◆ **Tarefa 1**: Transcreva do texto sobre a covid-19 o trecho entre "No Brasil, já" e "em farmácias brasileiras.", inclusive.
◆ **Tarefa 2**: Escreva a continuação do texto sobre a covid-19, começando logo após a última frase apresentada.

Uma vez que os dados epidemiológicos não mais assustavam a opinião pública, coronavírus e varíola abandonaram noticiários e rodas de conversa, permanecendo presentes apenas na memória recente da população e, de forma mais esporádica, nos serviços de saúde.
A covid-19, no entanto, já nos ensinou que os casos em uma epidemia são como a vida, que vêm em ondas, como o mar. Para quem não se lembra, depois da primeira onda em 2020, a variante beta do coronavírus causou uma segunda onda em 2021, e a ômicron, por fim, provocou a terceira, no início de 2022.
Eis que, nos Estados Unidos e em alguns países europeus, nas últimas semanas começou a ser identificado o aumento no número de casos de covid-19 nas localidades em que a nova variante BQ.1 do coronavírus foi identificada.
Proveniente de mutações genéticas na variante ômicron, a BQ.1 tem se mostrado diferente das suas ancestrais por conseguir escapar com maior habilidade da resposta imune induzida por meio de vacinação ou doença prévias. Até o momento, entretanto, isso na prática causou apenas o aumento no número de casos leves, não provocando formas mais graves da doença em indivíduos com a vacinação completa.
No Brasil, já foram identificados casos de transmissão local da variante BQ.1 nos estados do Amazonas, Rio Grande do Sul, Rio de Janeiro e São Paulo. Se o fenômeno observado nos outros países se repetir aqui, devemos ter aumento significativo no número diário de novos casos da doença nas próximas semanas.
Um dos sinais de que isso já está acontecendo é o crescimento na busca e na taxa de positividade de testes de covid-19 realizados nos últimos dias em farmácias brasileiras.
Embora mereça atenção, a constatação não deve ser motivo de desespero. O melhor a se fazer em um eventual cenário de quarta onda de covid-19 é o que já se recomenda há anos. Todos devemos estar atentos aos sintomas da doença e às recomendações de vacinação.
Em quadros de infecção respiratória precisamos suspeitar e testar para covid-19, e os casos confirmados devem permanecer isolados até o sétimo dia de sintomas. Tenho a impressão de que, nesse período de trégua, parte da população brasileira esqueceu tudo o que vivemos nos últimos 3 anos e decidiu decretar que todos os quadros respiratórios são \”apenas gripes\”.

◆ **Material extraído**:
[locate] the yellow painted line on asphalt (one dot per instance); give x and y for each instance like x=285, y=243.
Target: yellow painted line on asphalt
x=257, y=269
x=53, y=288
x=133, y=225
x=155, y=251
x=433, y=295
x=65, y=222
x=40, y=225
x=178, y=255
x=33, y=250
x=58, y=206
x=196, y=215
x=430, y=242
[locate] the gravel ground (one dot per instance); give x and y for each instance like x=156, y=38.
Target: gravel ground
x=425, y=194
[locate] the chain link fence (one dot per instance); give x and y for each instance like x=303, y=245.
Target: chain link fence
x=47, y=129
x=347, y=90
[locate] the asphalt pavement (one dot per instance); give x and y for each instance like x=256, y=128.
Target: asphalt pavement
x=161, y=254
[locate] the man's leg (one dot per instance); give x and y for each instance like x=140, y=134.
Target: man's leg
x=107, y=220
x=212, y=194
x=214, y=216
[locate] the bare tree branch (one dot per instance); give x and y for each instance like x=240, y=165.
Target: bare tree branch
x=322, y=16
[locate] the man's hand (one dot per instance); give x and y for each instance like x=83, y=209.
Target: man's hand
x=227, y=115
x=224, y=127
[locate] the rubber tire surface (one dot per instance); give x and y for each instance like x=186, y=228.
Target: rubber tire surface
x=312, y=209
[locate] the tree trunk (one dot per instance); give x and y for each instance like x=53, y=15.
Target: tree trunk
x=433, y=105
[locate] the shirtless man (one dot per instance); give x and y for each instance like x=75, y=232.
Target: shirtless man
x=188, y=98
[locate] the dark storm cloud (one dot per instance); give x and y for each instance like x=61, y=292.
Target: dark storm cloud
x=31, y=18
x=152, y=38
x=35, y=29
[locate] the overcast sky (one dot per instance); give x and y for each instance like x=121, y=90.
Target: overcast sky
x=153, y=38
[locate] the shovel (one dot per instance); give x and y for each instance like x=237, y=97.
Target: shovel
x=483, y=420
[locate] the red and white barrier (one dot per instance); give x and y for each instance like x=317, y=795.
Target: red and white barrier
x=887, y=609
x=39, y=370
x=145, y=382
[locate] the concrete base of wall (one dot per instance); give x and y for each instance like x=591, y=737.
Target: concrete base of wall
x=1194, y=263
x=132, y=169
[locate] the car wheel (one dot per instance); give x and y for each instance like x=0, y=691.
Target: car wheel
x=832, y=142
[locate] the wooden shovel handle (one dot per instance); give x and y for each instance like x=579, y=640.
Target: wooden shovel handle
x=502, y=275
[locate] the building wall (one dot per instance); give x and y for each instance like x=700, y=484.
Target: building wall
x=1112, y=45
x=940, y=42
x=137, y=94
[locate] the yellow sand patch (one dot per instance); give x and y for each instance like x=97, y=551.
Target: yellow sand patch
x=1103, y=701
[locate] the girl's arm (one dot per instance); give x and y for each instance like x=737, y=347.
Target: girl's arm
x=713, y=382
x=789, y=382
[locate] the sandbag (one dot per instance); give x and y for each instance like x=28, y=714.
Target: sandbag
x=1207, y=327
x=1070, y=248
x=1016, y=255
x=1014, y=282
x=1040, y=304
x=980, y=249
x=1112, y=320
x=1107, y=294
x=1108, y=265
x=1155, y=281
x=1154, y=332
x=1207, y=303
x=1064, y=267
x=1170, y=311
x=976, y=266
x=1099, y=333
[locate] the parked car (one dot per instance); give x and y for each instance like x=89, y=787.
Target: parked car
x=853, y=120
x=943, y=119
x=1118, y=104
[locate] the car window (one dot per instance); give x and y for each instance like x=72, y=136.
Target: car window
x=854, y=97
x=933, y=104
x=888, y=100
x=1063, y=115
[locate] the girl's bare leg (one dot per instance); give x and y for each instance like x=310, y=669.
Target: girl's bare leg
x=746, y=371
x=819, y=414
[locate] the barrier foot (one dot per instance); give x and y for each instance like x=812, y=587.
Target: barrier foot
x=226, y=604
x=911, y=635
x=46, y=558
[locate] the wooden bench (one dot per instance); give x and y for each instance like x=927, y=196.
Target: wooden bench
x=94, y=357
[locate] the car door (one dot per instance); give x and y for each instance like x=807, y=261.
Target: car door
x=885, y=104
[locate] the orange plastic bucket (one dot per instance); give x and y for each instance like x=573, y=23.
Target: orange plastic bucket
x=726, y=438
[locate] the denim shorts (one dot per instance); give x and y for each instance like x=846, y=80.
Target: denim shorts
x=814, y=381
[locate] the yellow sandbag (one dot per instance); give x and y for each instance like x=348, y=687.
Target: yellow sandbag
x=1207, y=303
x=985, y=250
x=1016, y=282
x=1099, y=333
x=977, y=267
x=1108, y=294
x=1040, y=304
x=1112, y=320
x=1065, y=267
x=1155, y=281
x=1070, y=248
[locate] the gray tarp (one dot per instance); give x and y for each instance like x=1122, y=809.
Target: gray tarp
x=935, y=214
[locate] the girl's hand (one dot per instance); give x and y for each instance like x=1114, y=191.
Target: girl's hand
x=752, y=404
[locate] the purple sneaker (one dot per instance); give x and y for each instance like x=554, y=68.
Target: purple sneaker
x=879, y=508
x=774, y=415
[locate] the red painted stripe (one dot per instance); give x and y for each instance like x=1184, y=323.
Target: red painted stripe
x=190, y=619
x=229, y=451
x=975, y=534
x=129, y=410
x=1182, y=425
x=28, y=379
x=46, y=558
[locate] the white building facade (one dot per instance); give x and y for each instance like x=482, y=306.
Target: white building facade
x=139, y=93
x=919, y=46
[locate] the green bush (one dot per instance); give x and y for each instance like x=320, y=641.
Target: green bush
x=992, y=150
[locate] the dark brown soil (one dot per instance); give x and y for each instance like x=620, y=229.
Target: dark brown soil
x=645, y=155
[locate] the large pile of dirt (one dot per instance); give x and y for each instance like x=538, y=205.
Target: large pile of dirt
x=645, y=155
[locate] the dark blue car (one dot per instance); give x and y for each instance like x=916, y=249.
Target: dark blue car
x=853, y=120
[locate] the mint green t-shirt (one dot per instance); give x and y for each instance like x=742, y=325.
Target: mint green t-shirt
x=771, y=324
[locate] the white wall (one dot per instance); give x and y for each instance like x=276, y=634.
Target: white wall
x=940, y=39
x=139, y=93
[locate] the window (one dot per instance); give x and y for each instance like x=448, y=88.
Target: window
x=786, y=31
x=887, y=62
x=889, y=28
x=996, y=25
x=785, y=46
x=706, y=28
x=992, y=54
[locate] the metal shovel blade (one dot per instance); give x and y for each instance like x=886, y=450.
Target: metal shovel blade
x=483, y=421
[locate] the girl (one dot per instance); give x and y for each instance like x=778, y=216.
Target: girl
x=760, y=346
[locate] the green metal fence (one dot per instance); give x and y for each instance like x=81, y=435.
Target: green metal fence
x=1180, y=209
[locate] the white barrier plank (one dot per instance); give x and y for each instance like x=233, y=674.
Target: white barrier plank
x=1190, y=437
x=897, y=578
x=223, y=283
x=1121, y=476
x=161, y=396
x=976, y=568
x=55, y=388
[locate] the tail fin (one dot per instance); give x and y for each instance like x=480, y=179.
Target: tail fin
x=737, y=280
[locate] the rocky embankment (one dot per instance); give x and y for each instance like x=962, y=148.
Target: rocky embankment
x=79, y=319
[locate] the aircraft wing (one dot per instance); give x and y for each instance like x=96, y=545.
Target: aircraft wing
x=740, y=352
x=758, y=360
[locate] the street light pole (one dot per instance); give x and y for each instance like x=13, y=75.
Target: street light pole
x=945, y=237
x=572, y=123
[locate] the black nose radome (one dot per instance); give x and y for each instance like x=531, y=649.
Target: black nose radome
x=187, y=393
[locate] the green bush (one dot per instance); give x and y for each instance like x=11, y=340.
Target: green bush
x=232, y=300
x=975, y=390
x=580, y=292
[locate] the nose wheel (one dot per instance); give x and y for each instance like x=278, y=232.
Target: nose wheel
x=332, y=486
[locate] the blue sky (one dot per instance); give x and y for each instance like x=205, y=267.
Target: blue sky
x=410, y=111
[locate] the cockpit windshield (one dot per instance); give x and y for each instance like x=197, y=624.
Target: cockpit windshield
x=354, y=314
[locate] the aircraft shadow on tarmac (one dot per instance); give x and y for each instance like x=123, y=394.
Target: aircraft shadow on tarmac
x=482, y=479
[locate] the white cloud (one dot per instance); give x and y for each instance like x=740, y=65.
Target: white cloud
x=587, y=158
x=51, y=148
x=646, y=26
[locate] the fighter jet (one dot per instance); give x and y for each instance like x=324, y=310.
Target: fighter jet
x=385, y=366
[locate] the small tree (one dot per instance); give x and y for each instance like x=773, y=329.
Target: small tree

◆ **Resposta esperada 1**:
No Brasil, já foram identificados casos de transmissão local da variante BQ.1 nos estados do Amazonas, Rio Grande do Sul, Rio de Janeiro e São Paulo. Se o fenômeno observado nos outros países se repetir aqui, devemos ter aumento significativo no número diário de novos casos da doença nas próximas semanas.
Um dos sinais de que isso já está acontecendo é o crescimento na busca e na taxa de positividade de testes de covid-19 realizados nos últimos dias em farmácias brasileiras.

◆ **Resposta esperada 2**:
Há algumas semanas, o CDC (Centro de Controle de Doenças) dos Estados Unidos publicou uma nota informando que a partir do ano que vem toda a população deverá receber uma dose anual de vacina contra covid-19. Por enquanto, aqui no Brasil toda a população deve ter aplicadas no braço quatro doses de vacina, mas grupos específicos, como as pessoas que vivem com HIV/Aids, já podem tomar a quinta dose.
Paralelamente à covid-19, o surto de monkeypox se iniciou no Brasil em junho na cidade de São Paulo e, depois de um pico em agosto, entramos em uma fase de visível queda na incidência.
Foram registrados no Brasil até agora 9.451 casos de monkeypox e 11 óbitos pela doença, nos classificando como 2o país no mundo com mais casos e, infelizmente, o campeão nas mortes.
Agora, pensem comigo: se não estamos vacinando para monkeypox e se o número não é grande o suficiente para dizermos que toda a população já se infectou, por que será que os casos caíram? Certamente as mudanças comportamentais têm um papel importante.
No entanto, basta que ocorra a desinibição desses comportamentos para que os casos voltem a crescer. Assim, desde o início de novembro a média móvel de incidência diária de monkeypox no país mais do que dobrou e segue em tendência de crescimento.
Por enquanto, as poucas doses de vacina contra monkeypox compradas pelo Brasil ainda não têm um destino certo, além do uso em pesquisas clínicas. Com a mudança no Ministério da Saúde, esperamos uma postura mais proativa em relação às campanhas de vacinação.
Ainda que já existam vacinas para os dois vírus, a reinfecção é algo comum para o primeiro e ainda existe no Brasil um gigantesco contingente de pessoas suscetíveis ao segundo.
Conhecer os sintomas dessas doenças e continuar suspeitando desses diagnósticos é fundamental para que se possa testar e notificar os casos, dando uma dimensão real da situação epidemiológica no país.
A atual sensação de \”apertem os cintos\” não é infundada. Talvez estejamos saindo nas próximas semanas do período de relativa calmaria. Se for esse o caso, precisamos estar preparados, atentos e fortes, diante desse indo e vindo infinito de epidemias.